**Study text**.
The wound ballistics question

Wound ballistics

The gloves are off in the world of wound ballistics. The question is: how do handgun bullets do their damage?

According to Martin Fackler, a retired colonel and battlefield surgeon in the US Army Medical Corp, the main cause of injury is along or close to the wound channel, the path the bullet takes through the body. This directly damages tissue and causes loss of blood.

But husband and wife team, Amy and Michael Courtney, from the Ballistics Testing Group at West Point, New York, say there is another process at work. When a bullet enters the body it creates a pressure wave that radiates and reflects through the body. This wave can do damage in areas that are physically distant from the wound channel, a process known as hydrostatic shock.

The Courtneys point to a number of lines of research in pigs and dogs that show strong evidence that a thigh wound can generate significant pressures in the brain.

The Courtneys have written their paper to take on people such as Fackler who they say dispute the idea of hydrostatic shock. They say Fackler’s argument in particular is based on the idea that ultrasonic kidney stone treatment creates pressure waves which produce spatially limited damage.

(The Courtneys also end one of their papers with this: “Get good training, practice regularly, learn to use cover, and pray that you will never have a lethal force encounter armed only with a handgun,” achieving what must be an arXiv first in combining the notions of prayer and lethal force in the same sentence.)

From my limited knowledge of this debate, we’re witnessing a spat over magnitude. Nobody disputes the possibility that hydrostatic shock occurs if the bullet energies are high enough, just whether it occurs with handgun bullets.

There are some gruesome studies from WWII that note the entry and exit wounds of dead soldiers and attempt to correlate this with the cause of death. My understanding is that hydrostatic shock is well established in these cases although these were not generally caused by handguns.

So what to make of this work? My take is that this is an ordinary academic spat in an extraordinary and emotive field of research, one that’s mere existence raises all kinds of ethical issues.

We’re talking the science of killing people and the questions that fascinate me, I guess, are not so much to do with  hydrostatc shock but with what drives and motivates ordinary men and women scientists in this area.

Ref:

arxiv.org/abs/0803.3053 : The Ballistic Pressure Wave Theory of Handgun Bullet Incapacitation

arxiv.org/abs/0803.3051 : Scientific Evidence for “Hydrostatic Shock”

2 Responses to “The wound ballistics question”

  1. Reasonable and fairly worded summary. I encourage folks to read the papers for fuller description and support for remote pressure wave effects at handgun levels of energy transfer.

**Activity A**. Return the part of the wound ballistics text from "The Courtneys have" to "with handgun bullets.".
**Activity B**. In the wound ballistics text, what is the process called in which a bullet's pressure wave damages areas physically distant from the wound channel?
The records placed after this text were taken from a different source.

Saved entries
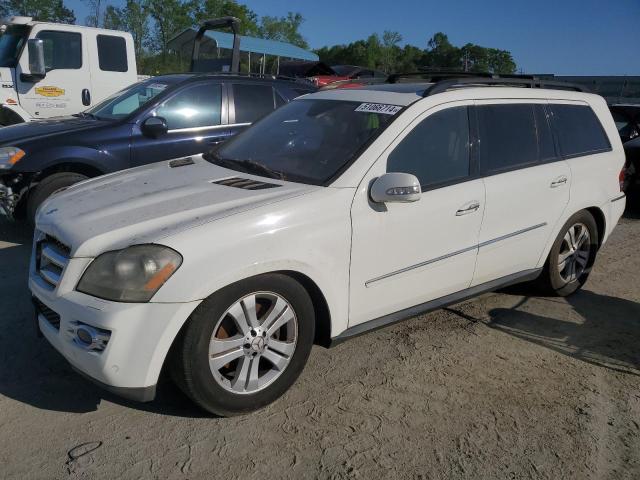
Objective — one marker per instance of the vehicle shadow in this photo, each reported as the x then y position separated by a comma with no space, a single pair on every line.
31,371
606,334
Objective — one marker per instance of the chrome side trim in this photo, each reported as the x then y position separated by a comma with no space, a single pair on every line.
453,254
418,265
509,235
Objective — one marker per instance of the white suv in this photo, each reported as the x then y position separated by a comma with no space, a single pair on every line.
341,212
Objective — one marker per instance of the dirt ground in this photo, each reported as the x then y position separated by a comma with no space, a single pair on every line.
505,386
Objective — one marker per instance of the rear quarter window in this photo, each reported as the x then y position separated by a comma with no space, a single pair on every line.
579,131
112,53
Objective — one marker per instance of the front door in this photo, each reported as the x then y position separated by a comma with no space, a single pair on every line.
196,117
67,75
405,254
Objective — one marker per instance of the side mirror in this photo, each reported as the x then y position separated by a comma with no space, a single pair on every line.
154,127
396,187
35,47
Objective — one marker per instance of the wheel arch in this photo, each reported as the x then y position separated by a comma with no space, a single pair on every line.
320,306
601,222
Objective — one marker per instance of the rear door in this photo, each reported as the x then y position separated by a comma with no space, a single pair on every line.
197,118
527,186
67,75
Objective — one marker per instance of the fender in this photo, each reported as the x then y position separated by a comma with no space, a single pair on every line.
17,110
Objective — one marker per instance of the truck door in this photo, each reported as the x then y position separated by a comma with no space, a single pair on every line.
67,75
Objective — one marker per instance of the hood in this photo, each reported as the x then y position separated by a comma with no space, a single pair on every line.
24,132
146,204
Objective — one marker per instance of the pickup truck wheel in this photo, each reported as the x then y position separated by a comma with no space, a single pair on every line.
47,187
244,346
572,256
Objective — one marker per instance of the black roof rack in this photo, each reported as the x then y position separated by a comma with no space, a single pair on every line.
447,80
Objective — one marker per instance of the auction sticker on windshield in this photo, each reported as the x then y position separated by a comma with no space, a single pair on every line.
379,108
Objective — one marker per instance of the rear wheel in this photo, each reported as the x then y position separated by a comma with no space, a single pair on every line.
47,187
572,256
245,345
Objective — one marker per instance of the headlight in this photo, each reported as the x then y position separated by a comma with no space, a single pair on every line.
9,156
131,275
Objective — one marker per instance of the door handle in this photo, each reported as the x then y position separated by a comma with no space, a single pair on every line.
468,208
559,182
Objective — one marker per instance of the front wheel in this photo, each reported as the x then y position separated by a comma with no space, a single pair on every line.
244,346
572,256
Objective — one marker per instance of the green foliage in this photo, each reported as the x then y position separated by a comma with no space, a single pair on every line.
284,29
440,54
43,10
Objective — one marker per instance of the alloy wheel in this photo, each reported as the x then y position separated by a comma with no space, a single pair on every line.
574,252
253,342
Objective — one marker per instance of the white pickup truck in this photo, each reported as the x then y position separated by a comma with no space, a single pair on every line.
50,69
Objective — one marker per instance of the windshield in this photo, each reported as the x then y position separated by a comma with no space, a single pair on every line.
11,42
307,141
127,101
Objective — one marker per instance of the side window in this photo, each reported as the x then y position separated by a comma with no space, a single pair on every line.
112,53
508,136
62,50
436,150
252,101
196,106
579,130
547,150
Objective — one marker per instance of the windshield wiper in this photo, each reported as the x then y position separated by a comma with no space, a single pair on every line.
248,166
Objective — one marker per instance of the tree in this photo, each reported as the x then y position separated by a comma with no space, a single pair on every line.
390,50
208,9
133,18
284,29
94,18
43,10
169,17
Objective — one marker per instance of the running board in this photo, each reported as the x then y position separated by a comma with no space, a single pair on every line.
349,333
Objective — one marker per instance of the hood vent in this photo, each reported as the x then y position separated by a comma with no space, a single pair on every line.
181,162
244,183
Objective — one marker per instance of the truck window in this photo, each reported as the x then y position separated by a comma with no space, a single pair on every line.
62,50
196,106
112,53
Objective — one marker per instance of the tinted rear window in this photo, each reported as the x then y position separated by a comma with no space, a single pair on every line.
579,130
252,102
112,53
508,136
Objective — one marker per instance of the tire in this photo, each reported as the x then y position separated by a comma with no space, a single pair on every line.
212,337
47,187
567,268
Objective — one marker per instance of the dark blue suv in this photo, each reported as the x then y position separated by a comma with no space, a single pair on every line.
160,118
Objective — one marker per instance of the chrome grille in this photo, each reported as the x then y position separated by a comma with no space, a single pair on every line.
52,257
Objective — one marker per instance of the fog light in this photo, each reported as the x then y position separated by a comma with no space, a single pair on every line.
89,338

**Worked solution A**.
The Courtneys have written their paper to take on people such as Fackler who they say dispute the idea of hydrostatic shock. They say Fackler’s argument in particular is based on the idea that ultrasonic kidney stone treatment creates pressure waves which produce spatially limited damage.

(The Courtneys also end one of their papers with this: “Get good training, practice regularly, learn to use cover, and pray that you will never have a lethal force encounter armed only with a handgun,” achieving what must be an arXiv first in combining the notions of prayer and lethal force in the same sentence.)

From my limited knowledge of this debate, we’re witnessing a spat over magnitude. Nobody disputes the possibility that hydrostatic shock occurs if the bullet energies are high enough, just whether it occurs with handgun bullets.

**Worked solution B**. Hydrostatic shock.